INSTRUCTIONS FOR THE TASK :: Substitute "occurrence" for each "instance" in the material below, leaving everything else unchanged.

EXTRACTED ENTRIES ::
## Start

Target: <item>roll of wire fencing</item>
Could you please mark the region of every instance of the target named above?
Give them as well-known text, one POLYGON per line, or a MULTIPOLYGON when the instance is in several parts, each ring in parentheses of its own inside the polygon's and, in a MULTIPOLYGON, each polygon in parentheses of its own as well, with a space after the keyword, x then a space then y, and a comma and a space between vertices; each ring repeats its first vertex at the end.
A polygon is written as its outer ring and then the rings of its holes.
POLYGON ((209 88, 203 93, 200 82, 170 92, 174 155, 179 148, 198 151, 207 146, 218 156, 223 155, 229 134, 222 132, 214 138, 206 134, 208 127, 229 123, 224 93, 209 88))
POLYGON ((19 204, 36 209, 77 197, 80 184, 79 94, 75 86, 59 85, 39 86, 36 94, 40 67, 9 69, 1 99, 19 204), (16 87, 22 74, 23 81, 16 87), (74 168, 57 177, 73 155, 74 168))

## End

TASK ANSWER ::
Target: <item>roll of wire fencing</item>
Could you please mark the region of every occurrence of the target named above?
Give them as well-known text, one POLYGON per line, or a MULTIPOLYGON when the occurrence is in several parts, each ring in parentheses of its own inside the polygon's and, in a MULTIPOLYGON, each polygon in parentheses of its own as well, with a space after the keyword, x then a space then y, and a comma and a space between vertices; each ring repeats its first vertex at the end.
A polygon is written as its outer ring and then the rings of its holes.
POLYGON ((209 88, 203 93, 200 82, 170 92, 174 155, 179 148, 198 151, 207 146, 218 156, 223 155, 229 134, 222 132, 214 138, 206 134, 208 127, 229 123, 224 93, 209 88))
POLYGON ((19 204, 36 209, 77 197, 80 184, 79 94, 75 86, 59 85, 39 86, 36 94, 40 67, 9 69, 1 99, 19 204), (16 87, 22 74, 23 81, 16 87), (74 168, 57 177, 73 155, 74 168))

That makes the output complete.